* Begin Passage shown *

Ha,ha, love that Fluffy charges more for bad behaviour and that "touching" costs more sarah murphy! Also teeth, no groomers around my area do teeth (what do they do to teeth, btw, brush them?). Here in southern BC groomers pretty much charge $75 for a very basic groom on a standard poodle, and that's using a clipper everywhere and only for very basic scissoring (top knot and tail); for anything more, the price goes up. Likewise with matting, and a lot more than Fluffy's $5! I usually groom my own dogs but lately I have not been in the mood so I'm taking them in to other groomers. Oh, and when they were puppies at 20 lbs, it cost $35 each for FFT, no scissoring. So that's what I imagine it would cost for grooming minis, if you asked for no extras, around here.


----------



## kukukachoo (Jul 26, 2012)

when i asked a groomer recently, she looked my 107-pound poodle over and said he would be $75.


----------



## CT Girl (Nov 17, 2010)

I pay $40 plus tip for my toy (as you may have guessed i live in CT)I don't think anyone would dare bring a matted dog to my groomer because she would tell them off. I like her, the dogs all look happy there.


----------



## Chagall's mom (Jan 9, 2010)

Cost for a full groom for a mini around here is $65, and my practice when I used a groomer was to add a 20% tip. I now home-groom so I "reward" myself with the fee for things like extra wine and good dark chocolates and the ever-so-essential pedicure.


----------



## bookwormjane (Dec 18, 2011)

Last time I paid $80 for my 9 month old standard to have a scissored show puppy trim in the Seattle area.


----------



## Fluffyspoos (Aug 11, 2009)

Oh those were my prices for a small dog! My standards start at $85.

Doodles start at $95 (aka go somewhere else!)


----------



## Carley's Mom (Oct 30, 2011)

I go my own dogs, but I have been told that it would cost $65- $75 for the bacis clip all over groom, nothing fancy...if your dog is not matted and does not act up .


----------



## TrinaBoo (Apr 3, 2012)

* End Passage shown *
* Begin Rows *

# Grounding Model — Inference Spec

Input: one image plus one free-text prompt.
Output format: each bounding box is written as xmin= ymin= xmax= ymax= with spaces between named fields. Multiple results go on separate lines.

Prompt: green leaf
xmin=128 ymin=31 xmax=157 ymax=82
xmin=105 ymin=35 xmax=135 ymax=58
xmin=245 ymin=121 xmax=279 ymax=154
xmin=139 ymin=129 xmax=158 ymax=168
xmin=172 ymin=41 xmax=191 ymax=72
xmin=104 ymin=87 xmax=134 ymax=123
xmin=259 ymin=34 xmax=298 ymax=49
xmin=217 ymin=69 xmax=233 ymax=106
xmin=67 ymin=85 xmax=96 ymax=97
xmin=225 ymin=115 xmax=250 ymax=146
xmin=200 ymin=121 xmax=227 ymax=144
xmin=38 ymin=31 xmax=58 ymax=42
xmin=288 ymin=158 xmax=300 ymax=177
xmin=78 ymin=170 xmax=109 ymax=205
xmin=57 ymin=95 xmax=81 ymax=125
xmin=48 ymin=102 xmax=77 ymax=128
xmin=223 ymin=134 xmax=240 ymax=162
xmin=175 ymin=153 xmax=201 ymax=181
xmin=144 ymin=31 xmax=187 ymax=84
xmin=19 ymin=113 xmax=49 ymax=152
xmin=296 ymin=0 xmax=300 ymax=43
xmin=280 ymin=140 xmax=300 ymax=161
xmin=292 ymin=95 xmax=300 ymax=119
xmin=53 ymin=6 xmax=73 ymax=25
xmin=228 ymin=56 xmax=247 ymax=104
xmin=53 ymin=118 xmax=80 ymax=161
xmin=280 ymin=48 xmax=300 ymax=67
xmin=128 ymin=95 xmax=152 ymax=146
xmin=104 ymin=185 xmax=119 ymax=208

* End Rows *
* Begin Rows *

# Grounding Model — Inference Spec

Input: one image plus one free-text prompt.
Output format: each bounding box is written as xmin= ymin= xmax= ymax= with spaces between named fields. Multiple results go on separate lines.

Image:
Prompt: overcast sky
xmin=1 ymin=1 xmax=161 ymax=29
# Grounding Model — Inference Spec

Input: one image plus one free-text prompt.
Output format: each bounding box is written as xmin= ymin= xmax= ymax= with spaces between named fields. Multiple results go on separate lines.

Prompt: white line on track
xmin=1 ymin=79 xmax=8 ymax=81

* End Rows *
* Begin Rows *

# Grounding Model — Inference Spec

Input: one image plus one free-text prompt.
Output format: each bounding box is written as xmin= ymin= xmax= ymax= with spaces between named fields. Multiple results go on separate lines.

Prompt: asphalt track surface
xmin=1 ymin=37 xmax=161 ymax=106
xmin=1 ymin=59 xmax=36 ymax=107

* End Rows *

#### Complete the following
A. In the grooming-price thread, how much does CT Girl pay to have her toy groomed?
B. Extend the grooming-price thread from where it stops.
The listing is separate material and unrelated to the grooming-price thread.

#### Set of answers
A. $40 plus tip.

B.
Here in the Houston area....

Toy - $40-60 
Standard - $80 & up

I have never taken Abby, my standard, to the groomer but those were the quotes I got when asking around the local grooming shops.


----------



## poo lover (Nov 7, 2012)

Ottawa any where 100. to150. for standard and not to many good ones


----------



## tokipoke (Sep 3, 2011)

I charge $50 for small dogs. If the owner wants something fancy on a toy or mini poodle, then it will be a little more. I do give discounts for people who pre-book 4, 6, or 8 weeks out. My basic groom for a Standard poodle is around $70, anything fancier is more. I do charge extra for matting and bad behavior (aggression, biting). 

I offer Puppy Grooms. For a Standard Poodle (large puppy), between 2nd round of shots to 6 months, it is $40. This includes bath, brush, blowdry, nails clipped and filed, ears cleaned and plucked, sanitary trim, face and feet shave, and haircut. It goes up to $50 for spoos between 6 months and 10 months, and from 10 months and up, it goes to the $70 price. For the smaller poodles, the puppy groom will be $20 for toys and $30 for minis. Then it goes to the $50 price once they are over 6 months old.

I base my price on breed, size, and coat condition - so I have a list of breed prices as opposed to just size and weight.


----------



## Indiana (Sep 11, 2011)

Just out of curiosity tokipoke, would you consider a Miami to be basic or would that be considered extra because of the scissoring? Just wondering.


----------



## tokipoke (Sep 3, 2011)

Indiana said:


> Just out of curiosity tokipoke, would you consider a Miami to be basic or would that be considered extra because of the scissoring? Just wondering.


I would probably tack on an extra $10 for the Miami. I love the Miami. I think it encourages people who get shavedowns all the time to try something different to add some flair.

I would consider basic to be Lamb, Dutch/Town and Country, or Kennel Clip.*

Fancy to me is the German or Modern.

REALLY fancy would be the Continental clip or any variation of it (like English Saddle) or something creative like Desi or a pattern of a swirl or some other abstract design.

This is just me though. I'm just happy to work with any poodle that has hair!

I groomed a 4 month old black standard a couple of days ago. OMG, it makes me want to get another so bad! especially because the puppy acted like Leroy


*EDIT: I meant to say that Basic is shavedown or Kennel Clip, and a little more for Lamb or Dutch.


----------



## Indiana (Sep 11, 2011)

tokipoke said:


> I would probably tack on an extra $10 for the Miami. I love the Miami. I think it encourages people who get shavedowns all the time to try something different to add some flair.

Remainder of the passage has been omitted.